#### WHAT IS ASKED
Repeat the material below line for line, without changing anything.

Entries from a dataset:

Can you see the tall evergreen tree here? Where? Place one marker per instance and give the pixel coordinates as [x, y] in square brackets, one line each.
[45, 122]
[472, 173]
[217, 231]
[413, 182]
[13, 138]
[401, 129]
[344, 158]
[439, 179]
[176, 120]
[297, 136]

#### SOLUTION FOR THIS TASK
Can you see the tall evergreen tree here? Where? Place one marker per instance and give the pixel coordinates as [x, y] in square brackets, one line each.
[45, 122]
[472, 173]
[217, 231]
[413, 182]
[13, 138]
[401, 129]
[344, 158]
[439, 179]
[176, 120]
[297, 136]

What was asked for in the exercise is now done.